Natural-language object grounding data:
-*-

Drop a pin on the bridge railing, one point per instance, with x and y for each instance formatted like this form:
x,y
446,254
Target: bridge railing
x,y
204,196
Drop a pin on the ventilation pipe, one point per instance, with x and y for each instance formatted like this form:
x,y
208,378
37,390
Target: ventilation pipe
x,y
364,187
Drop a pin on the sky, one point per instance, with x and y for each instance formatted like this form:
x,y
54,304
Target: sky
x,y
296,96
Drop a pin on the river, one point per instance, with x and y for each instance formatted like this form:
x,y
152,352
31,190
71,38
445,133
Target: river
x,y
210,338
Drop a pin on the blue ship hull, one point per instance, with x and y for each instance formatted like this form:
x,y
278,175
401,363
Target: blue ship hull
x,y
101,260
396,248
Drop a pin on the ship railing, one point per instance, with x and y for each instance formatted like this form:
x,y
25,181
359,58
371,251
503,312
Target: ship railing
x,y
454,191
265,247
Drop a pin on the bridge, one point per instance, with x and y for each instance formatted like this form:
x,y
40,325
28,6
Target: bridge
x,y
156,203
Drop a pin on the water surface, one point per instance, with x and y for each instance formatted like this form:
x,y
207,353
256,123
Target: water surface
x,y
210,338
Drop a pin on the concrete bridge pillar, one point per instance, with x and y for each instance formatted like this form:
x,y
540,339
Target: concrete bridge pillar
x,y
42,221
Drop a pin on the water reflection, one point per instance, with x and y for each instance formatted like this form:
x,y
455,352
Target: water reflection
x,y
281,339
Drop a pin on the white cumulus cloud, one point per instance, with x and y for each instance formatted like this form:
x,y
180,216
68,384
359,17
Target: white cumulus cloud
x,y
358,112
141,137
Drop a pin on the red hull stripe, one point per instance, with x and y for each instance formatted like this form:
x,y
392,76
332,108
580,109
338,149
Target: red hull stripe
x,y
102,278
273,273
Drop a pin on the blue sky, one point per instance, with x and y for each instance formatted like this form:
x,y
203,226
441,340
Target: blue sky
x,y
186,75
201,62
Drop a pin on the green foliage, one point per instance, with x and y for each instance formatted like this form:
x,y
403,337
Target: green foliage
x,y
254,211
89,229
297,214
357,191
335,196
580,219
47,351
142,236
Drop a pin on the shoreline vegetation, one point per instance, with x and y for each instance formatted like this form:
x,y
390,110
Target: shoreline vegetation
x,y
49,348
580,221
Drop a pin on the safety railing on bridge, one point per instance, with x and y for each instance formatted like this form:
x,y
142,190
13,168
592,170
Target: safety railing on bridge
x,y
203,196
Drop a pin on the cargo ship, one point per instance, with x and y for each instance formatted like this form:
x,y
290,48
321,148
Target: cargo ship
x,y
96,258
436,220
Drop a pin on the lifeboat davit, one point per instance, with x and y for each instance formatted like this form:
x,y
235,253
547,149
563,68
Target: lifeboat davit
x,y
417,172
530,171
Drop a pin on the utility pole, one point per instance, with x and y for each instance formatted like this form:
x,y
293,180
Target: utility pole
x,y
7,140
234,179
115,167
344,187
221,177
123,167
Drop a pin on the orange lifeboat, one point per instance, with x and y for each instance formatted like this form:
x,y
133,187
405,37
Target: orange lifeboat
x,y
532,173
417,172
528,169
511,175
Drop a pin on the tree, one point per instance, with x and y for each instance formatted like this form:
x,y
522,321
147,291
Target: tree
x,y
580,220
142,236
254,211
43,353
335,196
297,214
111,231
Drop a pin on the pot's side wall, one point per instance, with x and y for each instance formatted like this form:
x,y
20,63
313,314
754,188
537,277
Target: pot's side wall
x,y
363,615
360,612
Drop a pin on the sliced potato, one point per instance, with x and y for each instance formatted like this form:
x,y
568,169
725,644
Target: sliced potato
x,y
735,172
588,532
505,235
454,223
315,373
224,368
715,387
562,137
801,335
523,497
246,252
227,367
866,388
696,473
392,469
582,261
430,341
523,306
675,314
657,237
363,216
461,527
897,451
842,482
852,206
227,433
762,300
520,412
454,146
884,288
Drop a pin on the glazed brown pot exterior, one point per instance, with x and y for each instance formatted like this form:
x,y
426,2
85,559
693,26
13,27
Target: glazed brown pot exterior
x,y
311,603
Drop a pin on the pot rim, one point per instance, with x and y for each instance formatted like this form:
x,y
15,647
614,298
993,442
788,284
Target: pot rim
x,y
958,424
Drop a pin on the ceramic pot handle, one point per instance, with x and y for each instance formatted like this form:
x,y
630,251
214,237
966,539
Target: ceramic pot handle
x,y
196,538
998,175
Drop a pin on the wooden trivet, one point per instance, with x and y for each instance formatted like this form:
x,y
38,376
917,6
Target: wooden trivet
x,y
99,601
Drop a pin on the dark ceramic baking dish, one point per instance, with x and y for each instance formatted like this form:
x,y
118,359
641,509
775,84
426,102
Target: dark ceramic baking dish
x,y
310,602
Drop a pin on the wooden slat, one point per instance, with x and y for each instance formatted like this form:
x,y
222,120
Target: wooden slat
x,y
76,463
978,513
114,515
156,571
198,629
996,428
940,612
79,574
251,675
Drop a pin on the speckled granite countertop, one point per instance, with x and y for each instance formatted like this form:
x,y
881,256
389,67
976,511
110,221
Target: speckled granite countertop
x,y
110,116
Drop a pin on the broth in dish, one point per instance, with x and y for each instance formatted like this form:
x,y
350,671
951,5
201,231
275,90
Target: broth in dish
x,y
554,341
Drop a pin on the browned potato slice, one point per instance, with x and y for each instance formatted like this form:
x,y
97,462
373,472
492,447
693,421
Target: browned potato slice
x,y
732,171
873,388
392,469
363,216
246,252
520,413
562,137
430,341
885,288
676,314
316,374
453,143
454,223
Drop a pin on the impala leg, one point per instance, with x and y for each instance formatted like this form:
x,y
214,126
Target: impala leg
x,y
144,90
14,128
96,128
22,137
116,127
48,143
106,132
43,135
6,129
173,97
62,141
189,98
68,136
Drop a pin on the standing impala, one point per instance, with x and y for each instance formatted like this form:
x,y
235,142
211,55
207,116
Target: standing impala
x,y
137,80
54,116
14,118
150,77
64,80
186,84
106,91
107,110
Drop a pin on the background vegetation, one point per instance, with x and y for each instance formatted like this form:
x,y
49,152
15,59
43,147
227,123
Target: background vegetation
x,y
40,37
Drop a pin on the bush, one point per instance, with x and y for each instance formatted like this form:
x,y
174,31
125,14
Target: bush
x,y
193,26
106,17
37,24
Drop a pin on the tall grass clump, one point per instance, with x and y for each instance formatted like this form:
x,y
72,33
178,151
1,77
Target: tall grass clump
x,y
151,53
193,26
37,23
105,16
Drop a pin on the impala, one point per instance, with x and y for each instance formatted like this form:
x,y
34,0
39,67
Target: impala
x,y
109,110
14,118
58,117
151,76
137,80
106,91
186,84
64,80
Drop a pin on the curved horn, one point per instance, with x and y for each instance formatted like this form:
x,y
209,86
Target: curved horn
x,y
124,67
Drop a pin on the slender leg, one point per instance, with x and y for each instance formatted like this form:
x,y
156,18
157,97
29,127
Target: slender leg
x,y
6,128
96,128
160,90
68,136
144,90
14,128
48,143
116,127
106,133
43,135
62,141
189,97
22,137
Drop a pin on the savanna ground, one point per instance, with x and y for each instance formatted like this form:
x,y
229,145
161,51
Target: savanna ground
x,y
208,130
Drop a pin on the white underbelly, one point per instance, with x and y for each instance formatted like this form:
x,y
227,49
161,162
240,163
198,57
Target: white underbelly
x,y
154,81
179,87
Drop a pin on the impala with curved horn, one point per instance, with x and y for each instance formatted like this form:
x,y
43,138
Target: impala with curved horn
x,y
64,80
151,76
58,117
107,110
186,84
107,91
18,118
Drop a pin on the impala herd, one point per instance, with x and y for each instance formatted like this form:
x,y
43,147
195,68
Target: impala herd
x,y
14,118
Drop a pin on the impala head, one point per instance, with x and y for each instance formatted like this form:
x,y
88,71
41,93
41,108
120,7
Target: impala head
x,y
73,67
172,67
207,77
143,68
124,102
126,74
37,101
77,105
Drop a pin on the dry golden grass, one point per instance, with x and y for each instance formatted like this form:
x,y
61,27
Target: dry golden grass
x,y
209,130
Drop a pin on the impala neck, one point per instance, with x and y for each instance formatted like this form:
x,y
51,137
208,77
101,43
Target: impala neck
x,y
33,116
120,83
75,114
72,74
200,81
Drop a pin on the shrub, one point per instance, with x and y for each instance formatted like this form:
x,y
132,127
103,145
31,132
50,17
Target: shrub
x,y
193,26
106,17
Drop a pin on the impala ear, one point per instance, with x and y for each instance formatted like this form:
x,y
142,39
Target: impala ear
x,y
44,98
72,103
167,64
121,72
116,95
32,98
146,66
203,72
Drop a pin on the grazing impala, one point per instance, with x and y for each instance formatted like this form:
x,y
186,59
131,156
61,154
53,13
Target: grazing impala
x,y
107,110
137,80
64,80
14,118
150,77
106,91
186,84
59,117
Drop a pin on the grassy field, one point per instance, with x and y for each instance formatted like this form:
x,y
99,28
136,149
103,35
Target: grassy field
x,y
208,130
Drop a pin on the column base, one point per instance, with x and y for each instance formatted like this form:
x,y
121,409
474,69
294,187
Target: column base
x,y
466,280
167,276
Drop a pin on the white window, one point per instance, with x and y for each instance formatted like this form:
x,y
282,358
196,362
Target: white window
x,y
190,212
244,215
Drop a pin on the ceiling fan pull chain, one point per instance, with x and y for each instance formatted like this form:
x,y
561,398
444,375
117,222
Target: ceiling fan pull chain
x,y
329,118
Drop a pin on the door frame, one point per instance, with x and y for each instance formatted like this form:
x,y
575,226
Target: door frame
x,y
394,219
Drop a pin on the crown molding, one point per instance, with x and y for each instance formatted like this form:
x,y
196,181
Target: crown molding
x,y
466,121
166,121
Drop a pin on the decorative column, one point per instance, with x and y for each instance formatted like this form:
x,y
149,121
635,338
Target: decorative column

-*-

Using the records above, find and show each line with the string "decorative".

Drop a pin on the decorative column, one point per instance, with x and y for each instance formatted like this form:
Target: decorative column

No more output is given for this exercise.